> [THE TASK]
All pictures are to be skipped; retype only the lines from the top of the entries through the line with "Give them as", both included.

[Collected data]
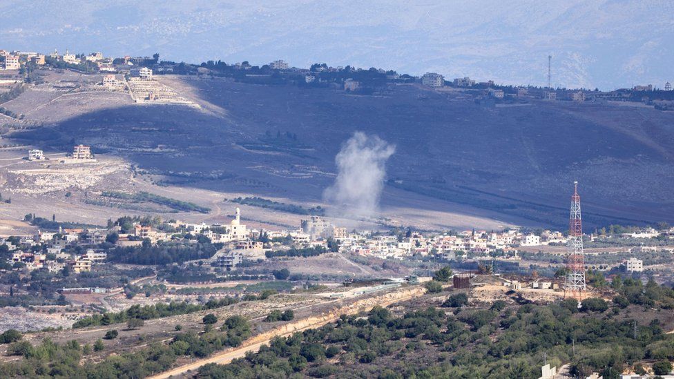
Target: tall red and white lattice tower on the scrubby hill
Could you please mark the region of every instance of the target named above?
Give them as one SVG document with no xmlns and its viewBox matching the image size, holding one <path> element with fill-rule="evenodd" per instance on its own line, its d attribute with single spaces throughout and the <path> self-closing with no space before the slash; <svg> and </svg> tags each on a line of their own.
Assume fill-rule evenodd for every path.
<svg viewBox="0 0 674 379">
<path fill-rule="evenodd" d="M 573 182 L 564 297 L 581 300 L 581 293 L 585 290 L 585 260 L 583 255 L 583 227 L 580 217 L 580 196 L 578 195 L 578 182 Z"/>
</svg>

> [TASK RESULT]
Target: tall red and white lattice tower on the scrubby hill
Could you please mark the region of every instance of the target named above?
Give them as one SVG document with no xmlns and its viewBox matching the image size, holding one <path> element with fill-rule="evenodd" per instance on its own line, its d attribute with single spaces throughout and the <path> self-closing with no space before the slash; <svg> and </svg> tags each on a line of their own.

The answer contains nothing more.